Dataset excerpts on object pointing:
________
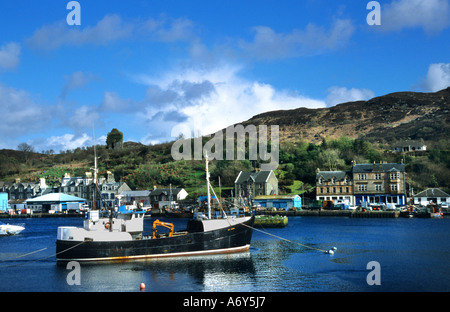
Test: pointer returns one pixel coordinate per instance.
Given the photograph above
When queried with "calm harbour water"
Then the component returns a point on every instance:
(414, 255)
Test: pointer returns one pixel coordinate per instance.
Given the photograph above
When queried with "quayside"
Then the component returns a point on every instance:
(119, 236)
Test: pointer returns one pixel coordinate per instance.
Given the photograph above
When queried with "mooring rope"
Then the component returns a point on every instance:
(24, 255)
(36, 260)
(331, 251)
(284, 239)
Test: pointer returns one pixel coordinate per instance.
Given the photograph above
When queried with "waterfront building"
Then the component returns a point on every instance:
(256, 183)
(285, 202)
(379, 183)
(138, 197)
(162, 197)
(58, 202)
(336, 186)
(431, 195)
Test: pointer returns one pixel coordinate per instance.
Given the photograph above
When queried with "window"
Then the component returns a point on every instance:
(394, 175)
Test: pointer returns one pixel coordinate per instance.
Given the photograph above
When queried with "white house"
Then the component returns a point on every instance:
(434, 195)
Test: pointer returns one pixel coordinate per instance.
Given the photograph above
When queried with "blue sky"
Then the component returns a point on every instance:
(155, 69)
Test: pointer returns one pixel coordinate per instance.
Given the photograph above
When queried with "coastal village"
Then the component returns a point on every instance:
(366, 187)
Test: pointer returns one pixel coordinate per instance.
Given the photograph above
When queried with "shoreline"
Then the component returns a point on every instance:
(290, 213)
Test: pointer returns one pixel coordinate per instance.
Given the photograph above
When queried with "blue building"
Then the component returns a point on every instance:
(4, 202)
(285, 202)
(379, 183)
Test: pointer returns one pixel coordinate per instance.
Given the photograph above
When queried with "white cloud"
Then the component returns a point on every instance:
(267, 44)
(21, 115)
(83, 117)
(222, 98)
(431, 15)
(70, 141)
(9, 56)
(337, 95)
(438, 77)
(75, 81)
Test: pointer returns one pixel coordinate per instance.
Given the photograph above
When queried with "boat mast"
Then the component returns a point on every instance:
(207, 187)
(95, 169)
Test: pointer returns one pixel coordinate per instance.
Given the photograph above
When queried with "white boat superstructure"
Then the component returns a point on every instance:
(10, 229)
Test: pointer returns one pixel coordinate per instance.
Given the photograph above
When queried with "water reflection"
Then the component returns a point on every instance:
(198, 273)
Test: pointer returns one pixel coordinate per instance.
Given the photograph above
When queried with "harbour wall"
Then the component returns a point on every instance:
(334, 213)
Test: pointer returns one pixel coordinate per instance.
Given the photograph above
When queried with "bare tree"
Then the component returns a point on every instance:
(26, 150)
________
Exercise description: Print every entry exactly as written, without the pictures.

Result of this task:
Test: pointer returns one pixel coordinate per instance.
Given the photograph above
When queried with "calm harbour water"
Then the component returns a point on every instance:
(414, 255)
Test: pointer returns one pixel coordinate per instance.
Given the photograph above
When queried with "quayside"
Then the component returns a point on every instance:
(119, 236)
Test: pointer returns one pixel coordinate per instance.
Given the photograph above
When queried with "mooring rope"
Then the component returns a point on every instance:
(24, 255)
(36, 260)
(331, 251)
(284, 239)
Test: pointer returns one pixel coordinate per instance.
Given the photograph above
When queried with "waterfront building"
Then the component returns a point on every instance:
(256, 183)
(285, 202)
(379, 183)
(138, 197)
(162, 197)
(58, 202)
(336, 186)
(431, 195)
Test: pointer returns one pixel coordinate per instance.
Given the photograph above
When queried with "window"
Then the component returns a point on every instance:
(394, 175)
Test: pointer returns one pixel coordinate per instance.
Given the photograph above
When queried with "white house"
Then the component returns a point on every instance:
(434, 195)
Test: pointer returns one pixel coordinate per instance.
Given the photograph above
When queried with "blue sky"
Then the component returns a point on every instance:
(155, 69)
Test: pointer returns one pixel coordinate per instance.
Given the photograph above
When queried with "coastal village"
Then the component returns a point on every instance:
(366, 187)
Test: pointer returns one pixel coordinate per instance.
Given the photograph above
When queried with "shoreline"
Then the component returns a point on every instance:
(290, 213)
Test: pointer returns one pixel coordinate per instance.
Given the photograph above
When queried with "blue building"
Then the component returns a point on every instance:
(4, 202)
(285, 202)
(379, 183)
Test: pointer returns one pixel coordinate per instance.
Given the photograph above
When queried with "white cloud"
Then the component returns a point on every instance:
(267, 44)
(21, 115)
(83, 117)
(222, 98)
(431, 15)
(70, 141)
(9, 56)
(337, 95)
(438, 77)
(75, 81)
Test: pointer returns one pixel coordinate per instance.
Given the photograph above
When queried with "boat mast"
Then the component returns a point on every instance:
(207, 187)
(95, 169)
Test: pointer returns one pixel coordinate per instance.
Given the photograph above
When queried with "white boat superstructure"
Then the component returns a point on every instance:
(10, 229)
Test: pointer returns one pixel coordinate per instance.
Given the photograph above
When queried with "water reflection"
Then the component returns a point on every instance:
(198, 273)
Test: pointer returns one pixel coordinate per instance.
Given the photograph above
When queried with "harbour wall"
Then the component returns a point on every instance:
(334, 213)
Test: pointer returns one pixel coordinate per instance.
Given the photograph above
When queried with "bare tree"
Then the component returns a point on every instance:
(26, 150)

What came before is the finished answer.